» DOCUMENT SEGMENT
____________

I nearly choked from the smoke. I saw at least five
bodies scattered in the street."
Meanwhile, US and Iraqi army forces sealed off the
northern town of Tal Afar, the scene of heavy
fighting in the past, and imposed a curfew after a
suicide bomb driven into the funeral tent of a
Kurdish official killed 30 people and wounded 50 at
the weekend.
The scale of the continuing violence in Iraq over
the past year was underlined by a US report on the 4
March shooting by American troops of Italian
security agent Nicola Calipari, the rescuer of the
journalist Giuliana Sgrena who had been held
hostage.
It also reveals there were 15,527 attacks on
coalition forces, largely American, from July 2004
to late March 2005. Some 2,404 attacks took place in
Baghdad from 1 November to 12 March.
The report was first issued by the US in a heavily
censored form with sensitive information blocked
out. But an Italian computer specialist discovered
that the censorship was easy to remove.
The picture painted by the uncensored military
report is in sharp contrast to the more optimistic
views given by the Pentagon to the US media.
The bombings in the past week underline that the
insurgents have lost none of their ability to carry
out attacks, almost always without regard for
civilian casualties, all over Iraq. In the three
months since the elections on 30 January there was a
drop in American losses which led to official
optimism that the guerrilla war was on the wane.
There has been an increase in the number of
assassination attempts against Iraqi senior security
officers based on precise intelligence about their
movements. A bomb yesterday slightly wounded
Major-General Fuleih Rasheed, the commander of a
police commando unit linked to the interior
ministry, and two of his men in the Huriya district
of northwest Baghdad. The bomb exploded as Maj-Gen
Rasheed's convoy raced past the point.

____________

» RECORDED DATA
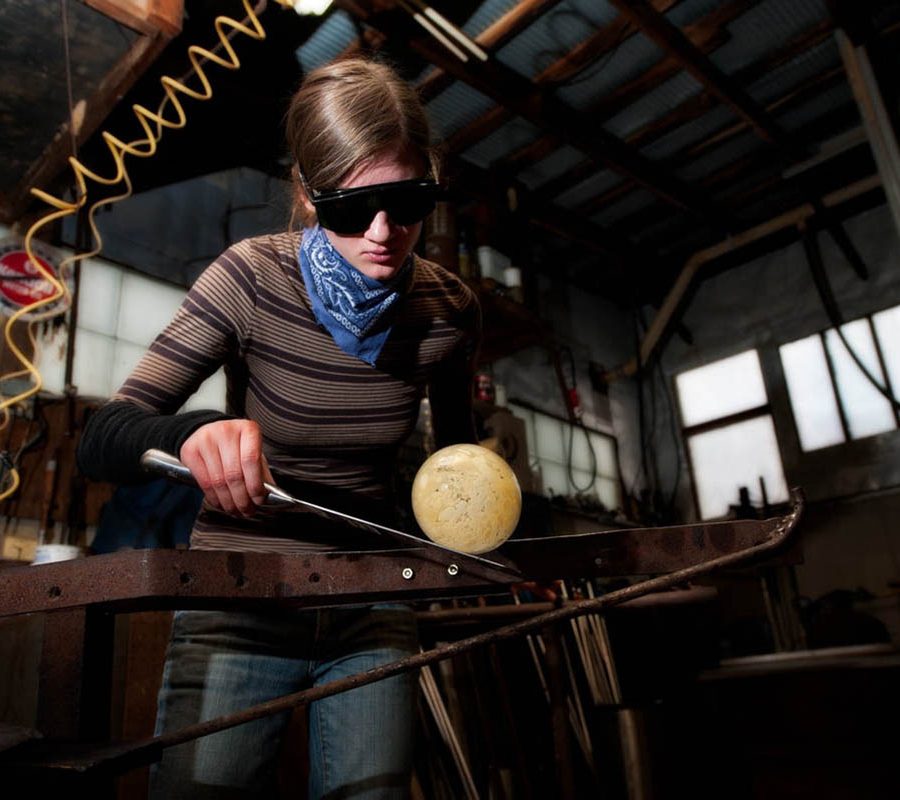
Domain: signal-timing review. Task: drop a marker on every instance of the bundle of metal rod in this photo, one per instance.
(438, 709)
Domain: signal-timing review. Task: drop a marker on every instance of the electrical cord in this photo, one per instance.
(576, 420)
(154, 124)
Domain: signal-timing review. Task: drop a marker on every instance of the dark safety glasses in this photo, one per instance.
(347, 211)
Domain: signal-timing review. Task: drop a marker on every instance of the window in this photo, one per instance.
(119, 314)
(730, 435)
(571, 459)
(831, 398)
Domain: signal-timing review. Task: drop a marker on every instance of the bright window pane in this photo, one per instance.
(606, 455)
(549, 439)
(554, 478)
(868, 411)
(583, 455)
(608, 490)
(724, 387)
(92, 369)
(728, 458)
(887, 329)
(811, 392)
(146, 308)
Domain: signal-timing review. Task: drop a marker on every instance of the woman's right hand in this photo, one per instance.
(228, 464)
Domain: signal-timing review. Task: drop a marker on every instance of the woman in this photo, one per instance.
(330, 339)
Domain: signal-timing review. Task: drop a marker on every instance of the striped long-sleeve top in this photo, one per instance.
(331, 424)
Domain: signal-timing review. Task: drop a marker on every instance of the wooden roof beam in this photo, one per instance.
(522, 97)
(673, 41)
(591, 50)
(708, 33)
(492, 38)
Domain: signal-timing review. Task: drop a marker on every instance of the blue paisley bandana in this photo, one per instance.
(345, 302)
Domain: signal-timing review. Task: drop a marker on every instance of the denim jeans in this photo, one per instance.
(360, 741)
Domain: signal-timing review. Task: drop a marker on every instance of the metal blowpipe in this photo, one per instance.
(161, 463)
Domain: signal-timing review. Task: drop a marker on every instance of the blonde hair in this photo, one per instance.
(347, 112)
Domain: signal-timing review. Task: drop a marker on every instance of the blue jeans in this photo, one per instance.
(360, 742)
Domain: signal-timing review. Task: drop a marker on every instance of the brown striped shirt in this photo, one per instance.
(326, 417)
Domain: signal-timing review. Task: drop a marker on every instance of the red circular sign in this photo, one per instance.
(21, 283)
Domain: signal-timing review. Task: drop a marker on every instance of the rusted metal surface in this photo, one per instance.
(142, 579)
(118, 757)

____________

Write out the part of the news excerpt about violence in Iraq word for word, starting at "It also reveals" and ending at "the US media.".

It also reveals there were 15,527 attacks on
coalition forces, largely American, from July 2004
to late March 2005. Some 2,404 attacks took place in
Baghdad from 1 November to 12 March.
The report was first issued by the US in a heavily
censored form with sensitive information blocked
out. But an Italian computer specialist discovered
that the censorship was easy to remove.
The picture painted by the uncensored military
report is in sharp contrast to the more optimistic
views given by the Pentagon to the US media.